**WORK REQUIRED**: Rewrite the material from the line containing "written like (245,483)." through the end of the material, swapping "green wall" for "painted wall" and keeping everything else the same.

**DATASET ROWS**:
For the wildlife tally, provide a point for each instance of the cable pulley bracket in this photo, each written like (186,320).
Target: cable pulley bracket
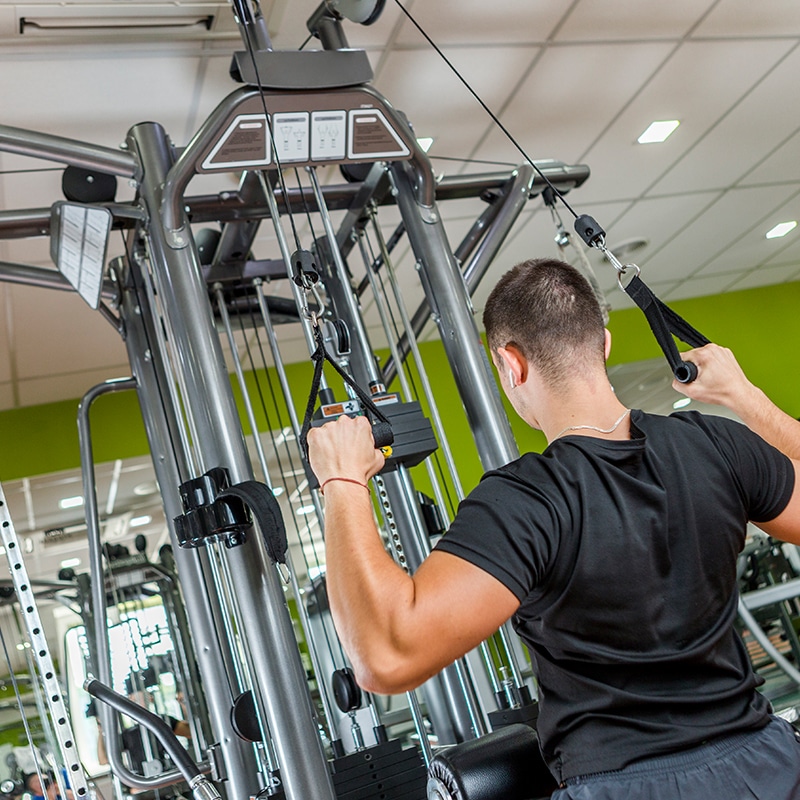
(590,230)
(215,510)
(304,269)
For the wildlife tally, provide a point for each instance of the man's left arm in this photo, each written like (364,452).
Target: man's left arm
(722,381)
(397,629)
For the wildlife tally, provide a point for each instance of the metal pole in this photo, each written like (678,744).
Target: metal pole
(67,151)
(161,419)
(103,662)
(280,681)
(450,302)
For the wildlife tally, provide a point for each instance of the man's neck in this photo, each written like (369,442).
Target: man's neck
(584,408)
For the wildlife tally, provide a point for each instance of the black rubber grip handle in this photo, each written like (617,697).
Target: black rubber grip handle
(685,372)
(382,434)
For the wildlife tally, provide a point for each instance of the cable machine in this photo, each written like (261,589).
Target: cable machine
(195,308)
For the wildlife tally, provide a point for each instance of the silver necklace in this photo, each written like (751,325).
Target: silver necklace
(594,427)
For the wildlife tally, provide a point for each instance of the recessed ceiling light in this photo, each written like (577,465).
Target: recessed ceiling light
(70,502)
(658,131)
(781,229)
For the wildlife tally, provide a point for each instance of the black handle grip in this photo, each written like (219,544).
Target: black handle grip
(382,434)
(685,372)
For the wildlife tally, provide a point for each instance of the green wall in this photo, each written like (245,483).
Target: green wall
(762,326)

**EXERCISE SOLUTION**:
For the wildlife tally, provide a point for each instance of the painted wall in this photo, each written like (245,483).
Target: painted wall
(762,326)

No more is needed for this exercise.